_WHAT IS REQUIRED_
Would you print every entry below exactly as written, omitting the images?

_MATERIAL TO PROCESS_
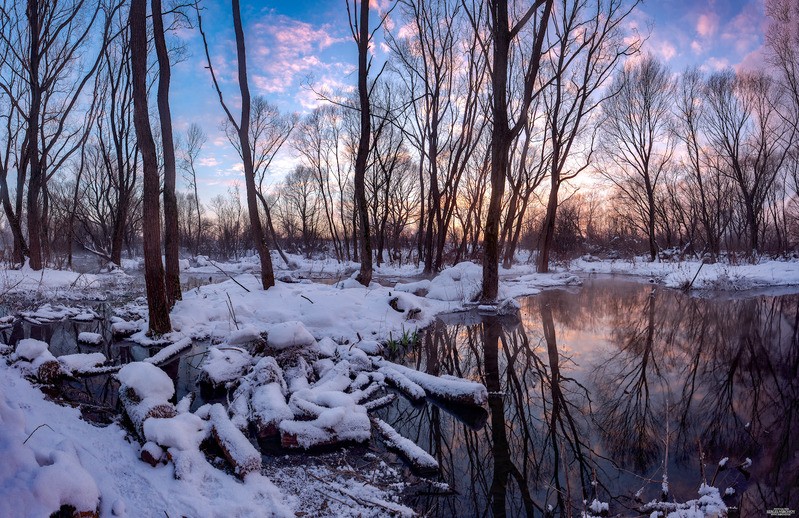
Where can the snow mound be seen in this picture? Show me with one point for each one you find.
(224, 365)
(30, 349)
(183, 432)
(147, 380)
(288, 334)
(80, 362)
(459, 283)
(90, 338)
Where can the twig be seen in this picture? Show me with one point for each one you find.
(35, 430)
(231, 310)
(228, 275)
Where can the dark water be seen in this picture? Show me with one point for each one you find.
(595, 390)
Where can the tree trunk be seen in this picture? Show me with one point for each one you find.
(31, 156)
(256, 229)
(171, 239)
(548, 230)
(20, 248)
(365, 274)
(500, 144)
(151, 228)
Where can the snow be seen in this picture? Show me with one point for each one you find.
(709, 504)
(716, 276)
(53, 313)
(170, 351)
(416, 288)
(88, 460)
(30, 348)
(414, 453)
(147, 380)
(288, 334)
(225, 364)
(90, 338)
(81, 362)
(49, 284)
(184, 431)
(236, 446)
(447, 387)
(461, 283)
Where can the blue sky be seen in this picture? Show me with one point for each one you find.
(291, 44)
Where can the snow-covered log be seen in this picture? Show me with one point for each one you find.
(145, 391)
(38, 361)
(80, 362)
(402, 382)
(225, 365)
(170, 352)
(86, 337)
(238, 450)
(449, 388)
(416, 456)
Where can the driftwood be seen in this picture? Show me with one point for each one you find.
(49, 371)
(139, 410)
(238, 450)
(410, 451)
(448, 388)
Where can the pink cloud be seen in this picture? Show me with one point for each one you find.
(667, 50)
(707, 24)
(286, 51)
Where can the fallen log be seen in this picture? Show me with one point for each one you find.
(416, 456)
(238, 450)
(449, 388)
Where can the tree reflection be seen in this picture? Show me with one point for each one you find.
(616, 382)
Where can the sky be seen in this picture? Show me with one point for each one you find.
(296, 48)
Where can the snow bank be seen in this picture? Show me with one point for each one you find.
(86, 337)
(446, 387)
(126, 486)
(37, 479)
(147, 380)
(416, 455)
(717, 276)
(709, 504)
(80, 362)
(29, 348)
(288, 334)
(184, 431)
(459, 283)
(223, 365)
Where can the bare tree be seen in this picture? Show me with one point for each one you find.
(359, 26)
(192, 146)
(319, 144)
(751, 137)
(171, 239)
(153, 268)
(269, 131)
(242, 128)
(504, 34)
(44, 50)
(590, 43)
(637, 138)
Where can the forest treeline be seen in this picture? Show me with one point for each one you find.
(480, 129)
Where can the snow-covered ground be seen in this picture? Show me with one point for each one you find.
(48, 284)
(716, 276)
(52, 457)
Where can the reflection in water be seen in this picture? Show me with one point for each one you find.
(603, 391)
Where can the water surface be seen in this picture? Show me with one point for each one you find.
(598, 391)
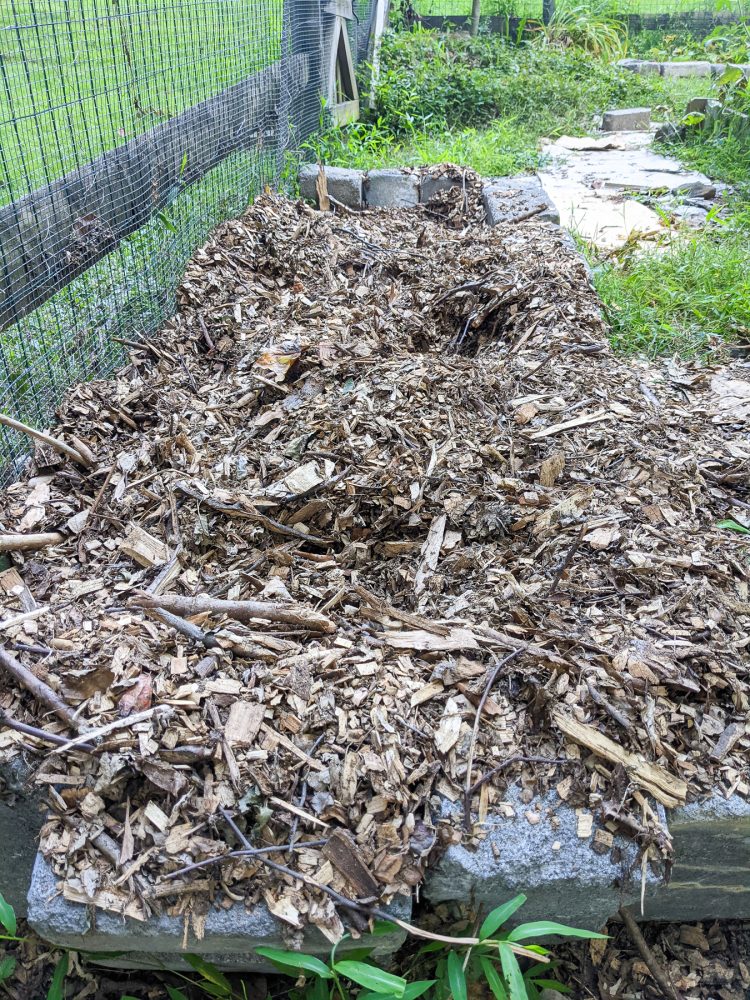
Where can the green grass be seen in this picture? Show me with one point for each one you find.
(78, 77)
(487, 103)
(688, 298)
(533, 8)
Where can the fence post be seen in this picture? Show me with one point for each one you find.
(302, 19)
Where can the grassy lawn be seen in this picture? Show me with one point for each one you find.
(78, 77)
(533, 8)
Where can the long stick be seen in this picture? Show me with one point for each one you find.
(477, 717)
(55, 443)
(241, 611)
(40, 734)
(662, 979)
(18, 542)
(366, 908)
(41, 691)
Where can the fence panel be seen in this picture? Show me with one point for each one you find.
(128, 129)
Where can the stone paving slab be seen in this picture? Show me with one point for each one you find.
(229, 941)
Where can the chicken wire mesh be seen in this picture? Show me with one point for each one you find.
(128, 130)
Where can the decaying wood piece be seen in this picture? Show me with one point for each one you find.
(41, 691)
(52, 442)
(242, 611)
(28, 543)
(342, 852)
(656, 780)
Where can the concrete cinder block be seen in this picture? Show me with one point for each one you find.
(515, 199)
(627, 120)
(686, 69)
(643, 66)
(229, 941)
(343, 184)
(430, 186)
(21, 817)
(565, 879)
(391, 189)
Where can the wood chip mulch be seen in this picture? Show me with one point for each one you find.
(374, 461)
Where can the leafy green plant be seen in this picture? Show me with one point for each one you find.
(492, 960)
(589, 26)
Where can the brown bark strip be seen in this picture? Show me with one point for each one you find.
(241, 611)
(18, 542)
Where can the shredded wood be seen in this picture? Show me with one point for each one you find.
(404, 435)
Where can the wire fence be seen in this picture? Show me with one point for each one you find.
(128, 130)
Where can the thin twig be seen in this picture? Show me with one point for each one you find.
(55, 443)
(247, 853)
(40, 734)
(515, 759)
(366, 908)
(43, 692)
(661, 977)
(18, 542)
(566, 561)
(130, 720)
(472, 745)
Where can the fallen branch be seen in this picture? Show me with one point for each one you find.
(661, 977)
(55, 443)
(13, 542)
(110, 727)
(372, 911)
(40, 734)
(41, 691)
(251, 852)
(185, 628)
(241, 611)
(472, 745)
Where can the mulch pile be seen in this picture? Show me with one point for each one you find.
(376, 521)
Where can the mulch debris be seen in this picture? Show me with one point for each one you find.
(374, 461)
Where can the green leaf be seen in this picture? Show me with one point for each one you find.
(7, 916)
(175, 994)
(500, 915)
(209, 972)
(457, 976)
(295, 960)
(7, 968)
(541, 928)
(730, 75)
(57, 986)
(513, 975)
(382, 927)
(734, 526)
(417, 988)
(372, 978)
(552, 984)
(494, 981)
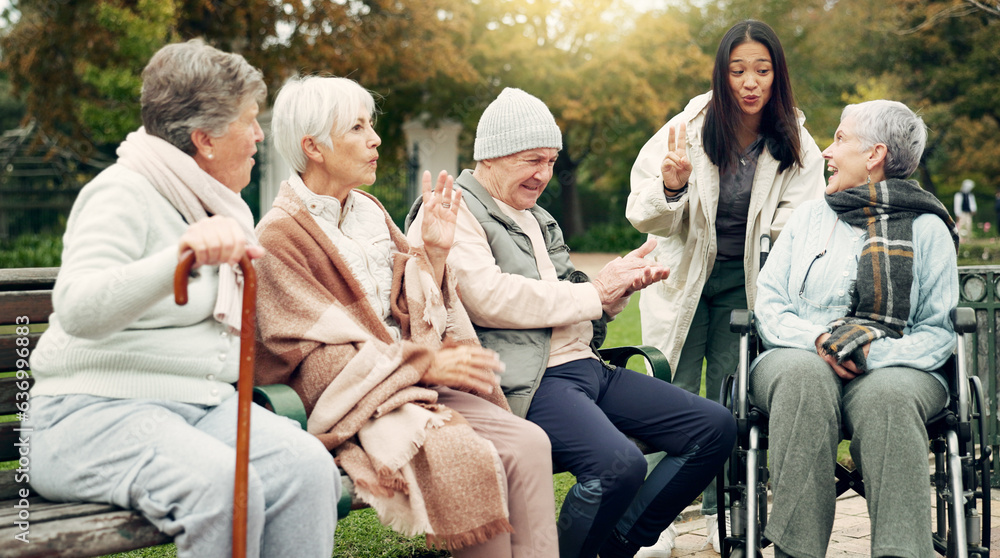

_EXERCISE RESULT_
Where can the snow mound be seen in this picture? Show me with one point for each one you find.
(224, 365)
(30, 349)
(183, 432)
(147, 380)
(288, 334)
(80, 362)
(459, 283)
(90, 338)
Where can the twig be seen in this picture? Show me with one point for each one you find.
(35, 430)
(231, 310)
(228, 275)
Where can the dark water be seen in this picture? Show me with one point for each one you find.
(595, 390)
Where can the tree trunk be seen in this picture? Show me with one point for each one you find.
(31, 156)
(256, 229)
(171, 239)
(548, 230)
(20, 248)
(365, 274)
(500, 144)
(151, 228)
Where can the snow be seen in this picture? Show me with one point for each one you find.
(709, 504)
(716, 276)
(53, 313)
(170, 351)
(416, 288)
(88, 460)
(30, 348)
(414, 453)
(147, 380)
(288, 334)
(225, 364)
(90, 338)
(81, 362)
(49, 284)
(184, 431)
(236, 446)
(447, 387)
(461, 283)
Where can the blue sky be seen in this picture? Show me with one point for each one you find.
(291, 44)
Where can the snow-covered log be seen in this picture? Show me with one point for each one you find.
(145, 391)
(38, 361)
(80, 362)
(402, 382)
(225, 365)
(170, 352)
(86, 337)
(238, 450)
(449, 388)
(416, 456)
Where can the driftwood be seen in this picture? Show me with one point for each one you find.
(49, 371)
(139, 410)
(238, 450)
(410, 451)
(448, 388)
Where can the pink cloud be seen in this picture? Show me with one point for each one you find.
(667, 50)
(707, 24)
(286, 51)
Where can the fallen log be seen in this picture? Show me with one point for each one you find.
(416, 456)
(238, 450)
(449, 388)
Where can the tree reflection be seen in this picture? Show me with one point for each one you find.
(616, 382)
Where can the sky be seen in this picture? Show me with one point for each one you find.
(296, 48)
Where can the snow bank be seen in this picture? Show me with one point for each one you find.
(86, 337)
(446, 387)
(126, 486)
(37, 479)
(147, 380)
(416, 455)
(717, 276)
(709, 504)
(80, 362)
(29, 348)
(288, 334)
(184, 431)
(459, 283)
(223, 365)
Where can the bare tree be seen in this picture? Show me with one point for each one you find.
(359, 26)
(192, 146)
(319, 144)
(751, 137)
(171, 239)
(153, 268)
(269, 131)
(242, 128)
(504, 34)
(44, 50)
(590, 43)
(637, 138)
Where can the forest treeline be seen in this picture? Show me with one point for each one you find.
(480, 129)
Where can the snow-covered ground be seen in this picture? Show me with one point for each one you find.
(48, 284)
(716, 276)
(52, 457)
Where can the reflection in water be seen in this picture? Show me with one point for each one you find.
(603, 391)
Where can the water surface be seen in this picture? Show me with one point for each one you find.
(598, 391)
Where can the green grass be seen in this picture? Show me with one point for each one you find.
(78, 77)
(487, 103)
(688, 298)
(533, 8)
Where can the fence post be seen in this picture? Show me with one point for each one you find.
(302, 19)
Where can the grassy lawn be seen in this picture? Show me with one point for each one you find.
(78, 77)
(533, 8)
Where can the long stick be seen in this picture? Show me with one point for each one you find.
(477, 717)
(55, 443)
(241, 611)
(40, 734)
(662, 979)
(18, 542)
(366, 908)
(41, 691)
Where can the fence panel be seen in this picture? Show me with one point for each one you find.
(128, 129)
Where can the stone paving slab be seen in this picture? Show me with one point for each one you find.
(229, 941)
Where can the chicken wire mesh be seen in this picture? Show me with one point for each one you find.
(128, 130)
Where can the decaying wood piece be seen in this picture? Show me with one point for each one you find.
(41, 691)
(52, 442)
(242, 611)
(28, 543)
(342, 852)
(656, 780)
Where can the concrete cinder block be seen in this picture? Show me with one point for each one you find.
(515, 199)
(627, 120)
(686, 69)
(643, 66)
(229, 941)
(343, 184)
(430, 186)
(21, 817)
(565, 879)
(391, 189)
Where can the wood chip mulch be seen in this picture? Show me with one point for each one you find.
(374, 461)
Where can the leafy green plant be seen in this picture? Show me with one point for each one you find.
(492, 960)
(589, 26)
Where can the brown bark strip be seen in this picture? Show me with one point for each one you find.
(241, 611)
(18, 542)
Where can the shredded wood be seen in this picture? Show me with one point for each one you find.
(404, 435)
Where can the wire fence be seen in this picture? Show me with one point for each one you find.
(128, 130)
Where can the thin twig be seen in this picture? Show me with one point for each one you find.
(55, 443)
(247, 853)
(40, 734)
(515, 759)
(366, 908)
(43, 692)
(661, 977)
(18, 542)
(566, 561)
(130, 720)
(472, 745)
Where can the fallen branch be seen in this picture? Show me with one point for each one you find.
(661, 977)
(55, 443)
(13, 542)
(110, 727)
(372, 911)
(40, 734)
(41, 691)
(251, 852)
(185, 628)
(241, 611)
(472, 745)
Where can the mulch pile be seen in this picture? Show me with one point for each one you find.
(376, 521)
Where can the mulch debris be seen in this picture? Show me with one point for each one you find.
(374, 461)
Where can the green leaf be seen in this picture? Show me with one point for each one you find.
(7, 916)
(175, 994)
(500, 915)
(209, 972)
(457, 976)
(295, 960)
(7, 968)
(541, 928)
(730, 75)
(57, 986)
(513, 975)
(382, 927)
(734, 526)
(417, 988)
(372, 978)
(552, 984)
(494, 981)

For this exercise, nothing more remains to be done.